Copy the lines below word for word, leaving out the pictures.

Dataset entries:
========================================================================

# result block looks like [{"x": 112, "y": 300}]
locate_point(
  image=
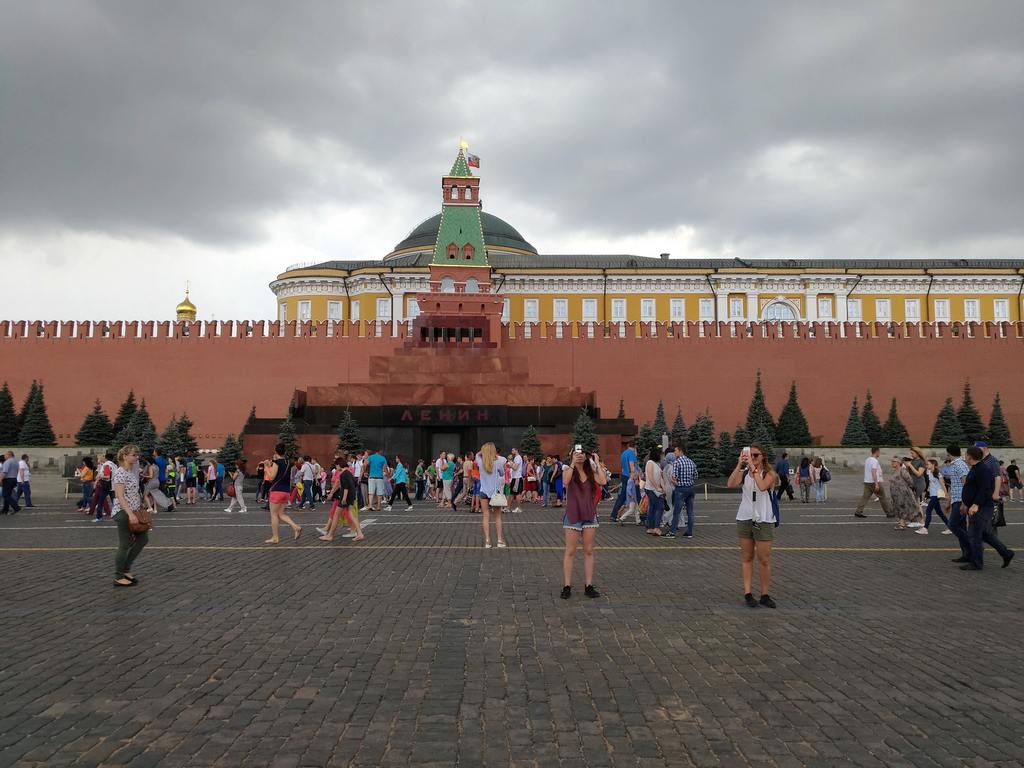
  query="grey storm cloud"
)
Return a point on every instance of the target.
[{"x": 867, "y": 129}]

========================================================================

Solution for this problem:
# result block looks like [{"x": 112, "y": 300}]
locate_point(
  image=
  query="grey storm cloud"
)
Return a point on every instance of the target.
[{"x": 867, "y": 129}]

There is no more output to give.